INSTRUCTIONS TO FOLLOW: Take up the passage on karma and the problem of evil after its final sentence and carry it forward in the same style.

(DOCUMENT EXTRACT begins)

A tidal wave comes in upon the land and sweeps twenty thousand human souls into the waters and drowns them. Is there therefore evil in the world? What brought that catastrophe about? Or again, an earthquake shakes down a city, and more than a hundred thousand perish. Is that evil per se? The earthquake is an event, as is the tidal wave. Nature's law is that effect succeeds cause. Nature is strictly harmonious at its core and through all its parts, and all its movings are towards a restoration of harmony -- which is equilibrium. What we sow, we shall reap. Nothing happens by chance. And if a person is caught by a tidal wave or killed in an earthquake, it is because he himself by his past karma has put himself in those surroundings. He is reaping what he has sown.
We should have a lunatic universe were karma nonexistent, if men could wreck the lives of others, and then escape scot-free. Nature is not so built. Man is a god in his inmost and, because he is linked with the divine elements as well as with all the other elements of the universe, what he does, nature reacts against. He has free will, and so reaps the consequences of all that he thinks and does and is. A man who works for brotherhood and kindliness has all nature's evolutionary stream with him; this brings strength and light and induces a cosmic expansion of his inner faculties. The man who works for hate, for selfish ends, who sets his puny will against the evolving river of lives, has all nature's incalculable weight pressing upon him. Such action on his part is imperfection, inharmony, and therefore evil.

(DOCUMENT EXTRACT ends)
(GIVEN RECORDS begins)

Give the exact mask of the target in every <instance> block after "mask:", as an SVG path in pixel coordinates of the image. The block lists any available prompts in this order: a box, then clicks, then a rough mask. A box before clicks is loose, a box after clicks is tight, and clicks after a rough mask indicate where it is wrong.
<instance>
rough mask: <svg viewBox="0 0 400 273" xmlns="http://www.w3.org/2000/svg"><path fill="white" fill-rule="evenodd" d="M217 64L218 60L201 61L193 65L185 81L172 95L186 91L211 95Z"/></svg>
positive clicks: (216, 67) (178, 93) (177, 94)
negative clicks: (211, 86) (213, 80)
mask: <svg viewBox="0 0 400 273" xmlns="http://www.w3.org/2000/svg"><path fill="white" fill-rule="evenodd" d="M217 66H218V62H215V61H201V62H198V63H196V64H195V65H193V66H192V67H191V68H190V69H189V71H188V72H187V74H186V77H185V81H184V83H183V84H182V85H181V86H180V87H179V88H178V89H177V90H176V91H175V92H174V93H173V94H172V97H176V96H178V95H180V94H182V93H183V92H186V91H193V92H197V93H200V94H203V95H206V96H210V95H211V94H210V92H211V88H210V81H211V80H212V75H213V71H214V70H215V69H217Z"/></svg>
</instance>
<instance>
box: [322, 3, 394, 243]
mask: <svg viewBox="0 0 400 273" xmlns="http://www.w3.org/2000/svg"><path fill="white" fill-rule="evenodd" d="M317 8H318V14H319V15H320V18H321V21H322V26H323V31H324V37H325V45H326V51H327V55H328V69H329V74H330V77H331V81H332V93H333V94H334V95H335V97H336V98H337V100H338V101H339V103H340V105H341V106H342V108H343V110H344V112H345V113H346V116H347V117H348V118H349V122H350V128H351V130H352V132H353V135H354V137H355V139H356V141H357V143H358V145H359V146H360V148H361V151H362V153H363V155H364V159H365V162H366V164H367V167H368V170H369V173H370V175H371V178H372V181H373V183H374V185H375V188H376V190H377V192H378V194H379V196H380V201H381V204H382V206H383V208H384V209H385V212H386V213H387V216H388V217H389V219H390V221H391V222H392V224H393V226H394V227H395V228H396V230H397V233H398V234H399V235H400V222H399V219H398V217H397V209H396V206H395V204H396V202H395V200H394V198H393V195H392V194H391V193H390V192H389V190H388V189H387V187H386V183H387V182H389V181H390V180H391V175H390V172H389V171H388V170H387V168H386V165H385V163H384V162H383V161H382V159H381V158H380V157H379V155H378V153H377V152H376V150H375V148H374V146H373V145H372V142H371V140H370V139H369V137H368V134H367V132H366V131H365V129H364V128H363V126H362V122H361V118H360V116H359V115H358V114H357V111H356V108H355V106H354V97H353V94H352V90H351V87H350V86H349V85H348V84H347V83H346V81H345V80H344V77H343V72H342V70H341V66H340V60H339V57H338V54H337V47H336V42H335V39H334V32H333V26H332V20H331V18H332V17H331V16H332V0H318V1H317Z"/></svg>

(GIVEN RECORDS ends)

REPLY TO THE EXERCISE:
Universal nature in manifestation is dual in character, divided into consciousness or the light side and matter or the dark side. Quoting from The Key to Theosophy (p. 112):
Light would be incomprehensible without darkness to make it manifest by contrast; good would be no longer good without evil to show the priceless nature of the boon; and so personal virtue could claim no merit, unless it had passed through the furnace of temptation.
The ancient Zoroastrian religion strongly emphasized this duality and this conception was very early taken over by the Christians. But when the cosmic unit passes into its pralaya, then good and evil vanish and are resolved back into the ineffable oneness of cosmic divinity -- to lie latent until the new term of manifestation as a universe begins.
Throughout the cosmos we see that evil is the conflict among entities, arising because of their as yet imperfectly developed spiritual powers. Applying this to man and his works, the conflict of human wills and intelligences which strive against each other, produces disharmony, pain, disease, and all the host of evils. Yet when we learn the lesson that our interests are one instead of diverse, we shall work together in a constantly increasing ratio as our spiritual understanding unfolds.